— START OF RAW DATA —
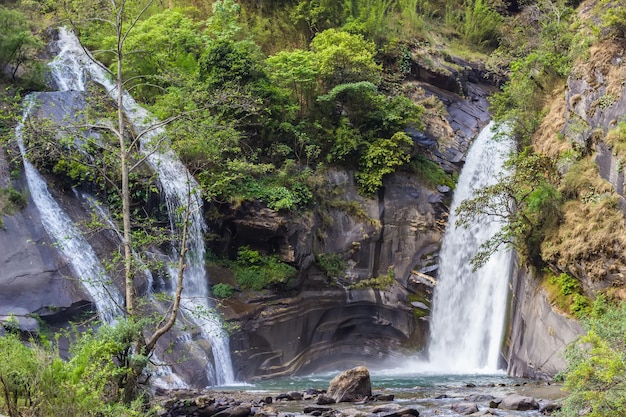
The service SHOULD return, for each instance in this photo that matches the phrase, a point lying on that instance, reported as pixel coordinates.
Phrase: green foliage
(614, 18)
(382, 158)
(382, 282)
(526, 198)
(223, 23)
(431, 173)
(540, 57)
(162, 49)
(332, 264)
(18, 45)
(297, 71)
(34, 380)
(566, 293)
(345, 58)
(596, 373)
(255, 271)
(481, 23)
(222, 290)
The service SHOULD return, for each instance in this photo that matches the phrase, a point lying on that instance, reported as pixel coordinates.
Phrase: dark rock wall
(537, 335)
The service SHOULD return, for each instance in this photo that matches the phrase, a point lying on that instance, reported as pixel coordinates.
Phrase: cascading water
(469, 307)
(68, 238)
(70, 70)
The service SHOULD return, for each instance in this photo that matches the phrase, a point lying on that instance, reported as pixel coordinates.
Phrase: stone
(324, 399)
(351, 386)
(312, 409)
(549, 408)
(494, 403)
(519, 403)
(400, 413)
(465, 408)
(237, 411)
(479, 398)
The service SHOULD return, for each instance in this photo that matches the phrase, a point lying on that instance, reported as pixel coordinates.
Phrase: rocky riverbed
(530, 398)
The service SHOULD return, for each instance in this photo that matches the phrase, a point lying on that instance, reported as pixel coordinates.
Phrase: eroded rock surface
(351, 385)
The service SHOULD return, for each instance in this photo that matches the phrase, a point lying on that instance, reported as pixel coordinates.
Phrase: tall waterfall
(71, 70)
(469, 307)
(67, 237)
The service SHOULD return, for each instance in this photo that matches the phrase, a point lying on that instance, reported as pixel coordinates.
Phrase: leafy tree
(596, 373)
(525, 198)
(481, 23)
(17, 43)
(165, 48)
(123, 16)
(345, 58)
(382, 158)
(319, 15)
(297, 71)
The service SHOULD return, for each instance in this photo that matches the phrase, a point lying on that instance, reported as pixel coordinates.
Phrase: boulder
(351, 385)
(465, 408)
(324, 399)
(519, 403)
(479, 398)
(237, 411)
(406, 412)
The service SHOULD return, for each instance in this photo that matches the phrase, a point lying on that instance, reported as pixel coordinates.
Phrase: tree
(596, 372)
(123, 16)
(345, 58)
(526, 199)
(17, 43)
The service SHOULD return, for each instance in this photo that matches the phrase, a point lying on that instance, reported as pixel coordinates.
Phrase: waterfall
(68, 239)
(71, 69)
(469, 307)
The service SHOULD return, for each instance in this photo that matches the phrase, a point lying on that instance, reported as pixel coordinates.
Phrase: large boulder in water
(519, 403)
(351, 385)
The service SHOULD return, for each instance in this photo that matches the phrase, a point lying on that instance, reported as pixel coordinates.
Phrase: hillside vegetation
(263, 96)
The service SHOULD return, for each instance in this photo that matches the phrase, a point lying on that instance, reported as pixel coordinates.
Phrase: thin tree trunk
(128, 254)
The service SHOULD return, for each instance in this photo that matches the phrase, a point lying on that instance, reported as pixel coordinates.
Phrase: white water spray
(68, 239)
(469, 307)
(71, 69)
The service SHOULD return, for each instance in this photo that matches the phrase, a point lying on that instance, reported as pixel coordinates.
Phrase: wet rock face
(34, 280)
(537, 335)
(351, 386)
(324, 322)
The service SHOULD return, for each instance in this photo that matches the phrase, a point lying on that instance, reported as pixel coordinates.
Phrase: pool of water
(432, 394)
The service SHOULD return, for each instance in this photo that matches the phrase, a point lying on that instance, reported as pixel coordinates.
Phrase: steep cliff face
— END OF RAW DATA —
→ **WHAT IS BEING ASKED**:
Gather each line of the data above that contains the word "tree". Case counts.

→ **EXERCISE SOLUTION**:
Phrase: leafy tree
Phrase: tree
Phrase: thin tree trunk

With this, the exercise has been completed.